* **SUPPLIED DATA**:
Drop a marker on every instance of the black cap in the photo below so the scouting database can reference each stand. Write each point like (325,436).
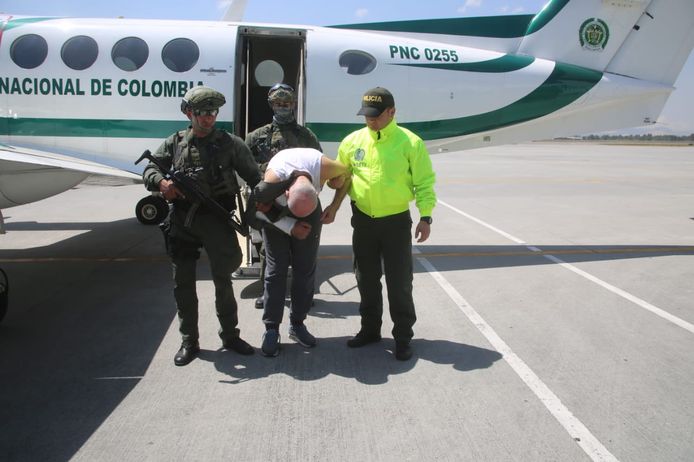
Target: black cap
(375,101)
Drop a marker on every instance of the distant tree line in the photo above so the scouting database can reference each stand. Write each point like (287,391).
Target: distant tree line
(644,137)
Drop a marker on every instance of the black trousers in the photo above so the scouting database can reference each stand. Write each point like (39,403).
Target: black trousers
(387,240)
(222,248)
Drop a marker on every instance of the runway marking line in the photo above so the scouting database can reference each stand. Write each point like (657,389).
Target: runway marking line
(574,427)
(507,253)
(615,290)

* * *

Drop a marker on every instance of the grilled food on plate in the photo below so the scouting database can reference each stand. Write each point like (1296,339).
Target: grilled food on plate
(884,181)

* **REQUIREMENTS**: Pull out each line of the records above that contains the string "database", treating uppercase and lowercase letters as different.

* **THE COMPLETED TASK**:
Drop a marker on every instance of the black cap in the photo below so the scouting database can reference each stand. Write each point like (325,436).
Drop a marker on every instance of the distant tree line in the photo above so the scouting database can reference each stand. Write each point like (287,391).
Drop a marker on every instance of the black trousers in the photo above so the scouting database can reference each stand. Write each point like (39,403).
Drop a marker on every instance of the runway marking line in the photo above so the scouting database can reference each stand. Write each point like (657,389).
Drop a marker on every instance of the grilled food on plate in the photo below so the scouting database can reference each stand. Write each point like (1296,339).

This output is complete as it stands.